## EXERCISE INSTRUCTIONS
Report the number of lines in the items below that contain the word "seaweed". Give only that number.

## STORED ROWS
++++++
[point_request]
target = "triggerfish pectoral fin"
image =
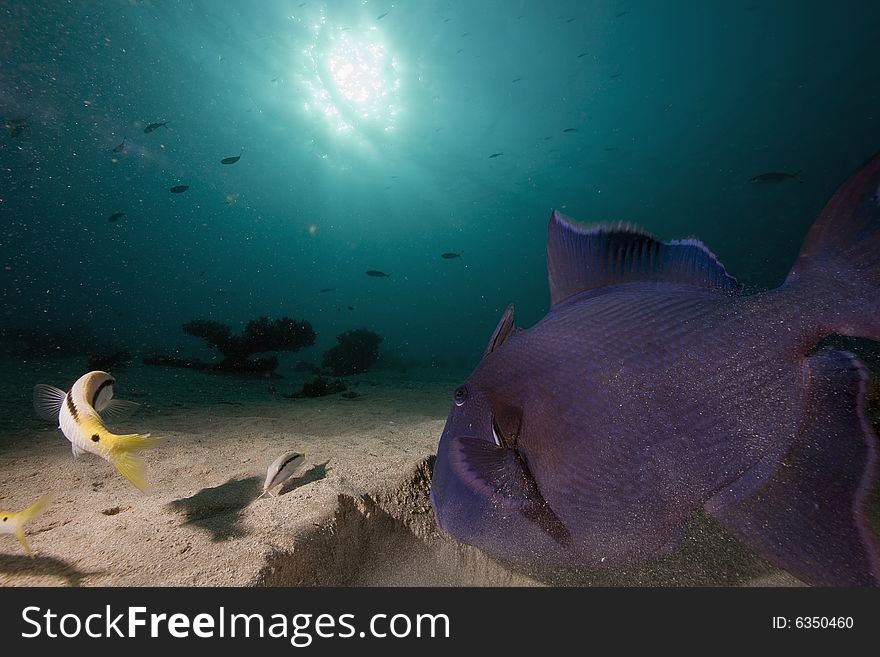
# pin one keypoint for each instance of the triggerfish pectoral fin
(501, 474)
(809, 515)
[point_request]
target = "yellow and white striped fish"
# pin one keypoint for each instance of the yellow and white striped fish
(13, 523)
(80, 415)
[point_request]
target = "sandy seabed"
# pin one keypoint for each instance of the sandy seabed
(359, 516)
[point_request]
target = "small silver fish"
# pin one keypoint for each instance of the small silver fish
(282, 469)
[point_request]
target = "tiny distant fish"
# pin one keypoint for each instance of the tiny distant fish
(282, 469)
(774, 176)
(16, 126)
(80, 414)
(14, 522)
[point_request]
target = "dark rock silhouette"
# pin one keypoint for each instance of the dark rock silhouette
(259, 336)
(356, 351)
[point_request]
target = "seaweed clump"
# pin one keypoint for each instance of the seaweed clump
(110, 361)
(355, 351)
(320, 386)
(259, 336)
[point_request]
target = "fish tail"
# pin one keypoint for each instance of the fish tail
(130, 467)
(838, 268)
(134, 442)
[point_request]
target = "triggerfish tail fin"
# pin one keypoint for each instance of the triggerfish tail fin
(809, 515)
(841, 256)
(26, 516)
(48, 401)
(132, 469)
(126, 463)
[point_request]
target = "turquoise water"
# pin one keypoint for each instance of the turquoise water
(366, 131)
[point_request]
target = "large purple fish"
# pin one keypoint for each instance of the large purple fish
(653, 389)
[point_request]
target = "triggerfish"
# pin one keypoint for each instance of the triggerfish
(13, 523)
(80, 415)
(282, 469)
(654, 389)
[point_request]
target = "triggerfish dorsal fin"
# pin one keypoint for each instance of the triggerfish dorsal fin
(581, 258)
(501, 474)
(48, 401)
(118, 409)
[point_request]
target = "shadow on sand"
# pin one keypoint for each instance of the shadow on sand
(218, 510)
(20, 564)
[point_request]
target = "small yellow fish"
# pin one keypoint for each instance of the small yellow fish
(13, 523)
(80, 414)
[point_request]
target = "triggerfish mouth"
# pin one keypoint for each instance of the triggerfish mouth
(80, 415)
(654, 388)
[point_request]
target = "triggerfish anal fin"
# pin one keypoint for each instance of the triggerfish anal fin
(501, 474)
(809, 516)
(581, 258)
(47, 401)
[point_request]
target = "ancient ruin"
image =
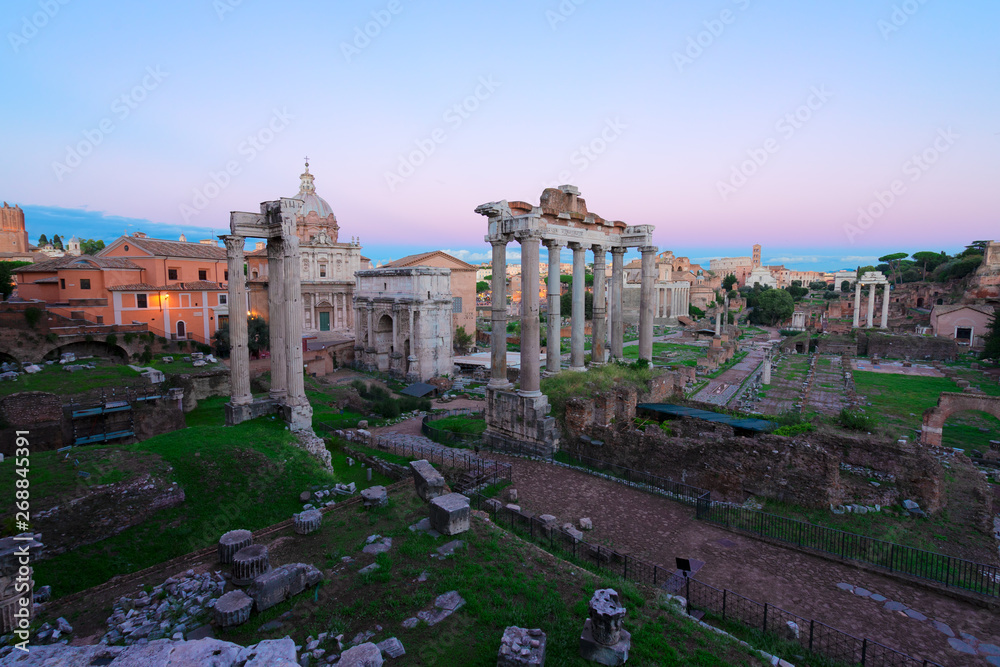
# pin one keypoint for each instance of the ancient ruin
(276, 222)
(519, 419)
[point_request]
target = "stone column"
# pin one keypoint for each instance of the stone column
(871, 306)
(498, 317)
(277, 315)
(579, 314)
(530, 346)
(857, 304)
(617, 280)
(552, 350)
(239, 353)
(600, 308)
(646, 302)
(885, 306)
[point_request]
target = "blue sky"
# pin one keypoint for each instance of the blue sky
(831, 133)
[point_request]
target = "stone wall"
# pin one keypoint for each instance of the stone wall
(37, 412)
(888, 346)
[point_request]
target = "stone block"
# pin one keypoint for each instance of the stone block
(520, 646)
(375, 496)
(362, 655)
(249, 563)
(450, 514)
(603, 654)
(233, 608)
(428, 481)
(232, 542)
(283, 583)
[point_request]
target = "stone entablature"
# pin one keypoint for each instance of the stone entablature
(403, 321)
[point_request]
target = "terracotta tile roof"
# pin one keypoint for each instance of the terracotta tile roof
(420, 258)
(167, 248)
(85, 262)
(196, 286)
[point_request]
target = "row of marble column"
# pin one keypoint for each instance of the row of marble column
(284, 298)
(871, 305)
(530, 376)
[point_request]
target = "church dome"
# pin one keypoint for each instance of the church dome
(312, 202)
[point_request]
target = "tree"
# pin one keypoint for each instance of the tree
(463, 340)
(893, 262)
(7, 277)
(928, 261)
(991, 349)
(91, 246)
(772, 307)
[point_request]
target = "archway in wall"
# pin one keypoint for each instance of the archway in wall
(383, 341)
(972, 430)
(951, 403)
(92, 349)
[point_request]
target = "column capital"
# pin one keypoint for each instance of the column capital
(234, 243)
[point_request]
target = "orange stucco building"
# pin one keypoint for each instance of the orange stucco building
(178, 289)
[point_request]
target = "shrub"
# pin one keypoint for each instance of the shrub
(855, 420)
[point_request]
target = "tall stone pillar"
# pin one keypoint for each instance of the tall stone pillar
(498, 317)
(530, 346)
(857, 304)
(646, 302)
(617, 283)
(553, 354)
(871, 306)
(277, 316)
(239, 352)
(600, 310)
(579, 314)
(885, 306)
(298, 413)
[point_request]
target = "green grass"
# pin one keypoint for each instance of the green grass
(571, 384)
(56, 380)
(247, 476)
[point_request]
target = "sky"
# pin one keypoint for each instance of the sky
(830, 133)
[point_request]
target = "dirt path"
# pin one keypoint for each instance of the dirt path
(659, 530)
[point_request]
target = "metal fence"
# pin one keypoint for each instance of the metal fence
(952, 572)
(725, 605)
(449, 437)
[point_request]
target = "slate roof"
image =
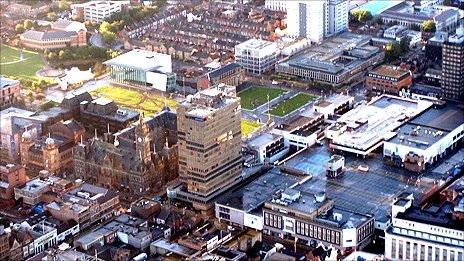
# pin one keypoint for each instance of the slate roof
(43, 36)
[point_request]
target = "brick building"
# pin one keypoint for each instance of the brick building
(388, 79)
(9, 91)
(53, 40)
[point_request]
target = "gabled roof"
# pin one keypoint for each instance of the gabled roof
(42, 36)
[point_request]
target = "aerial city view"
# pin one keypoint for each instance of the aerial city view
(231, 130)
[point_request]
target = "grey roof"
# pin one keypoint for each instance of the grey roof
(42, 36)
(447, 14)
(4, 82)
(224, 69)
(62, 23)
++++++
## TASK RESULT
2